* _SOURCE DOCUMENT_:

"That said, the candidates we endorsed in those races are all supportive of coal miners and their jobs," Smith said. "They are all supportive of secure retirement for coal industry retirees and widows. They are all supportive of strong enforcement of safety and health laws and regulations."
Bill Raney, president of the West Virginia Coal Association, said his group was disappointed that the industry's campaign to unseat Obama was unsuccessful.
"We'll go through the components of it and see what parts of it can be adjusted," Raney said. "I suspect there's going to be a lot of adjustment that goes on."
But Raney said he feels like the ball is in Obama's court to show coal industry officials the administration is willing to work to address its concerns about regulatory proposals.
"We simply have been victimized by them and targeted by them," Raney said. "There needs to be a change on the side of the administration and then there will be a change by the industry."
Industry experts and analysts have pointed to factors other than new regulations as playing much larger roles in the decline of Appalachian coal: cheap natural gas, competition from other coal basins and the mining-out of the best and easiest-to-reach reserves.
Government and private forecasts have for years projected a decline in Southern West Virginia production, fueled by quality reserves being mined out and increasing competition from giant surface mines in Wyoming's Powder River Basin.
More recently, advances in natural gas drilling resulted in extremely cheap prices, prompting many power producers to switch fuels. Additionally, new EPA efforts to reduce toxic air emissions have forced some utilities to speed up plans to close older, inefficient coal plants that couldn't meet the EPA standards.
The latest data from the federal Energy Information Administration show that utility demand for U.S. steam coal has dropped 17 percent this year, in large part because of competition from natural gas. EIA is projecting the lowest coal consumption by the U.S. electricity sector in at least 20 years.
But in the wake of his own re-election victory, West Virginia Gov. Earl Ray Tomblin repeated his earlier belief that brighter days for the coal industry could be just around the corner.
"Obviously, the loss of coal jobs is a huge concern," Tomblin said Wednesday on the MetroNews radio show Talkline. "Hopefully, the coal market will rebound sometime here in the near future."

* _WORK REQUEST_:
Reproduce the passage of the article on coal industry reactions to the election between "More recently, advances" and "least 20 years.", inclusive. The items that come next play no part in this.

* _SOURCE DATA_:
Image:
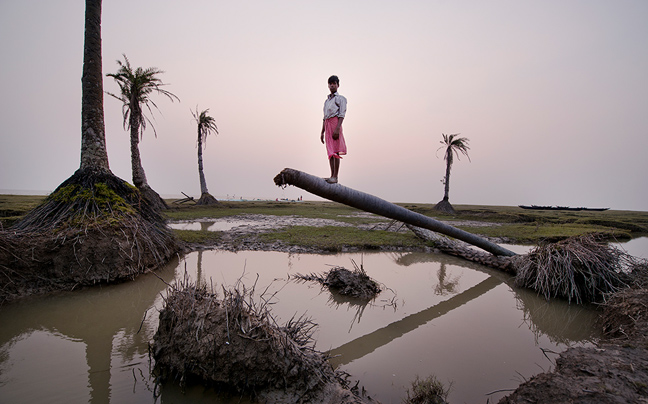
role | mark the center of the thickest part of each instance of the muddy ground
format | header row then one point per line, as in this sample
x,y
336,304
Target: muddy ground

* _SOLUTION FOR THIS PROBLEM_:
More recently, advances in natural gas drilling resulted in extremely cheap prices, prompting many power producers to switch fuels. Additionally, new EPA efforts to reduce toxic air emissions have forced some utilities to speed up plans to close older, inefficient coal plants that couldn't meet the EPA standards.
The latest data from the federal Energy Information Administration show that utility demand for U.S. steam coal has dropped 17 percent this year, in large part because of competition from natural gas. EIA is projecting the lowest coal consumption by the U.S. electricity sector in at least 20 years.